Activity: Please find all lines in the data that hold the string "frame" and copy them.

[Given data — start]

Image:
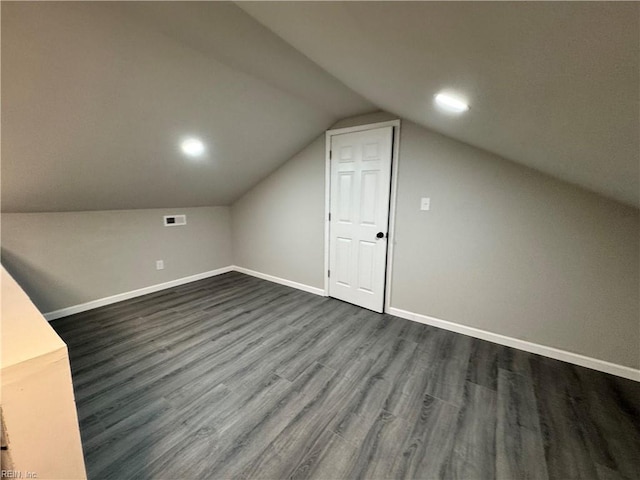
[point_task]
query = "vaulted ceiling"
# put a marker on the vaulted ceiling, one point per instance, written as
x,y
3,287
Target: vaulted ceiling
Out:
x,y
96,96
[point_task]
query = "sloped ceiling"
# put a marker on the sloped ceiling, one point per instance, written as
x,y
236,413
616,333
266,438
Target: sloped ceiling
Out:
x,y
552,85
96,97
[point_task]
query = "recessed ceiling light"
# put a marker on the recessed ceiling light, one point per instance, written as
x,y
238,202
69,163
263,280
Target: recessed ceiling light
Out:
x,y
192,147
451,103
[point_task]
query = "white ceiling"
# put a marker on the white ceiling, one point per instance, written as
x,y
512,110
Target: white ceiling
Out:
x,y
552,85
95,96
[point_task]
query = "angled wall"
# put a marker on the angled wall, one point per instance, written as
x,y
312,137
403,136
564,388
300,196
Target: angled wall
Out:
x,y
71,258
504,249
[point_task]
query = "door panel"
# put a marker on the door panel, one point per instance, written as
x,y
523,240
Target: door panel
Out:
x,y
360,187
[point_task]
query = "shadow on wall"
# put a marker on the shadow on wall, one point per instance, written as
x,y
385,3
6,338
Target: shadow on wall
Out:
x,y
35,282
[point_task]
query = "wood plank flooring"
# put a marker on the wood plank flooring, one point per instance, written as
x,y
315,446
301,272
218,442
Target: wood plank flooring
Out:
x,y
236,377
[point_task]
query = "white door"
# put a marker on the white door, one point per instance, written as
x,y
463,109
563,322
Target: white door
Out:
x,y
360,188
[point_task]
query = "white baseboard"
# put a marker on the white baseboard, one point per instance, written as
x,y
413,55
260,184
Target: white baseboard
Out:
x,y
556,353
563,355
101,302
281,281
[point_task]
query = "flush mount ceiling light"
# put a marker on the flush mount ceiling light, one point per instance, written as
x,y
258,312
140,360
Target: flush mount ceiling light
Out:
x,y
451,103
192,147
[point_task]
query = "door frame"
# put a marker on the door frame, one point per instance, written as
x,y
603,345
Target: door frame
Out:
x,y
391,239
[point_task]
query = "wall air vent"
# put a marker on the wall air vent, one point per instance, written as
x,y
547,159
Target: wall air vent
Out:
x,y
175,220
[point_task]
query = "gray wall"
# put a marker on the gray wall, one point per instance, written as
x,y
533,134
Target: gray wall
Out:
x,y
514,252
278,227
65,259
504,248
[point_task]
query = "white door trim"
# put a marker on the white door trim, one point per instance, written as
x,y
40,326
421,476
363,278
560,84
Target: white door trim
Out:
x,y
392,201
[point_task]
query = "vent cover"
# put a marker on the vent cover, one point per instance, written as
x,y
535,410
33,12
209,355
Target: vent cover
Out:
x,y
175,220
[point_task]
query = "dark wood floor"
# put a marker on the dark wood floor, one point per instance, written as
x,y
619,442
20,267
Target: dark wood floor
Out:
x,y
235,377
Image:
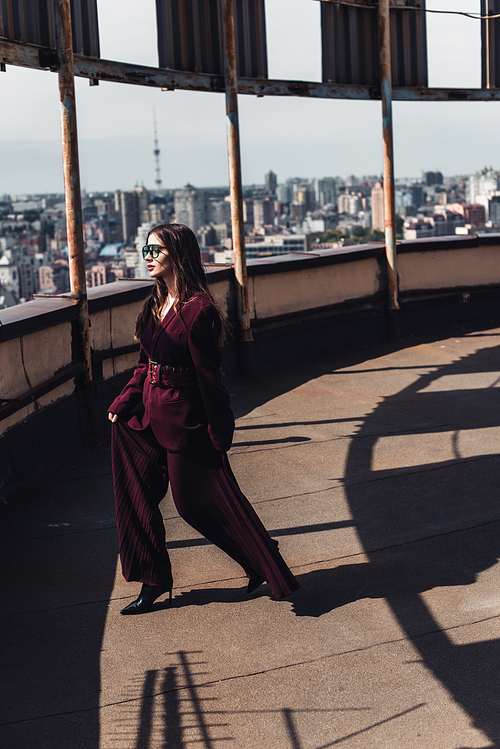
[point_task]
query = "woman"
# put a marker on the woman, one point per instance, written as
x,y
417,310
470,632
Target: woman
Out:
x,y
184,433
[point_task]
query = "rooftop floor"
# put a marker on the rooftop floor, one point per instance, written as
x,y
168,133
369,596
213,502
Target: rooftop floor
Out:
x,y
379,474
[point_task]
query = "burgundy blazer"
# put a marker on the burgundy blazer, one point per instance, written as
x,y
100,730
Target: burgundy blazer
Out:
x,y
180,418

[Given data — finish]

Solved problem:
query = "door frame"
# put a marker on the door frame, one point per instance, written as
Target: door frame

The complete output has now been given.